**Page extract:**

# Eating goats?!?



## Mikesell04 (Jan 26, 2014)

I'll start by saying I do not plan on eating any of my goats anytime soon...But I am very curious about it..
As a child we ate our own goats, chickens, pork, rabbits, even squirrels..
I do not remember the taste of goats tho.. Some say like beef some say like deer.. Well I love beef but think deer is too gamy tasting.. Do you actually eat goat steaks or roast of do you ground it all up? Ours was always ground, so we never really knew we were eating goat??
Is it like with deer the younger ones are less gamy taste?? The older ones being very gamy??
Like I said just curious now.. But not gonna say I would never in my life butcher a goat.. Sometimes times are hard and if you like the taste I don't really see anything wrong with it..


Sent from my iPhone using Goat Forum


----------



## NyGoatMom (Jan 26, 2013)

We have ours ground. I think it is a mild beef flavor.No gaminess at all.


----------



## kc8lsk (Jan 10, 2014)

Like deer but no gamy taste it's usually very lean unless your goats are very fat I love chevron


----------



## Mikesell04 (Jan 26, 2014)

Interesting.. How do you decide? Unwanted Billy, too many wethers, or older does?? 
I only have my lil herd of 4 as pets.. But farther down road.. Like years when I have an established herd.. 


Sent from my iPhone using Goat Forum


----------



## NyGoatMom (Jan 26, 2013)

I process any males, and if there are no males, I process females. My family uses the goats for milk and meat in a backyard situation. We only have 3 does and a wether and a buck. Some we sell.
I can't afford to have just pets...lol....everyone here has a job


----------



## Mikesell04 (Jan 26, 2014)

Ok thanks!! This is a little off subject but you really seem to know your stuff!! 
Do goats become incest (sp?) like.. You have the same billy for years, only one.. Then it become dad breeding daughters.. Or if you keep one billy.. It would be son breeding mom & sisters and so on and so on?? How does that work.. 
Is that when you would butcher a billy and buy a new billy?!?


Sent from my iPhone using Goat Forum


----------



## Jessica84 (Oct 27, 2011)

My uncle said he ate a older buck when he was you and it was nasty so I wouldn't try that one. I have also yet to try goat but want to. My plan is to get it processed and get some ground and the rest in beef sticks....or goat lol. My husband had some made in deer and was good and I dislike deer. But I have this issue with waist and I figure the ground up we can try and if we don't like it the rest I can add into normal hamburger and the sticks have so much seasoning in it any type of animal would fast the same.


----------



## NyGoatMom (Jan 26, 2013)

Mikesell04 said:


> Ok thanks!! This is a little off subject but you really seem to know your stuff!!
> Do goats become incest (sp?) like.. You have the same billy for years, only one.. Then it become dad breeding daughters.. Or if you keep one billy.. It would be son breeding mom & sisters and so on and so on?? How does that work..
> Is that when you would butcher a billy and buy a new billy?!?

**Directions for this task:** Pick up the forum thread about eating goats where it stops, and write what comes next. The records have no connection to the forum thread about eating goats.

**Provided material:**
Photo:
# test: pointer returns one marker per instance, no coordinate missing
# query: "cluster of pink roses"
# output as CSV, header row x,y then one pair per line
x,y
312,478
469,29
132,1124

**Solved problem:**
> 
> Sent from my iPhone using Goat Forum


Thanks but I am a newbie  I come here to TGS for advice all the time! I do not have any of my bucks daughters and all my does are unrelated too. I don't keep kids....but if I did, I would need a new buck,yes.


----------



## NyGoatMom (Jan 26, 2013)

I don't think I would eat my buck....too much bucky flavor


----------



## NyGoatMom (Jan 26, 2013)

Jessica84 said:


> My uncle said he ate a older buck when he was you and it was nasty so I wouldn't try that one. I have also yet to try goat but want to. My plan is to get it processed and get some ground and the rest in beef sticks....or goat lol. My husband had some made in deer and was good and I dislike deer. But I have this issue with waist and I figure the ground up we can try and if we don't like it the rest I can add into normal hamburger and the sticks have so much seasoning in it any type of animal would fast the same.


You'll like it


----------



## Mikesell04 (Jan 26, 2014)

Ok I get it  
Now here is my situation I bought all four my goat from one lady..
I don't know if they are related already??? The lady said no but she didn't want me to come pick them up she had to deliver them.. So really I have no idea?? What should I do?? 
Would it be a good idea to try and swap out my billy after these set of kids are born? I was planning on keeping some of the kids..
That's a great idea with the sticks!! I do like deer sticks, sausage, and jerkey!! So I bet any of that would be good too.. And I'm sure I would like it ground too..


Sent from my iPhone using Goat Forum


----------



## SalteyLove (Jun 18, 2011)

Don't have it all ground - there is some good stuff in there! In deer the backstrap is usually the most prized cut - it's also good in goats. I'm bad with all the cut names but you can have ribs, tenderloins, chops (with a little t shaped bone in them, really yummy), leg roasts, etc. We do use a lot of ground in tacos, shepherd's pie, chili etc. I particularly enjoy ground that is seasoned with breakfast sausage seasoning with homefries in the morning. We had a 9 month old buck (unexpectedly) processed and there is a slight smell when cooking but the flavor is not bad. People who are unfamiliar with goats do not recognize the smell but we do. Also had a 3 year old nuisance wether processed and the meat was not tough/unusable. We plan on typically eating/selling 4-8 month old bucks or faulty does but have had mostly does born in our few years of production so far! As for older does - I'm pretty sure I'll end up with a little retirement herd of my favorites 

Also - yes - some people "line breed" their goats to promote certain traits but in general, as with any breeding operation, you definitely want to introduce new lines for healthier animals.


----------



## Mikesell04 (Jan 26, 2014)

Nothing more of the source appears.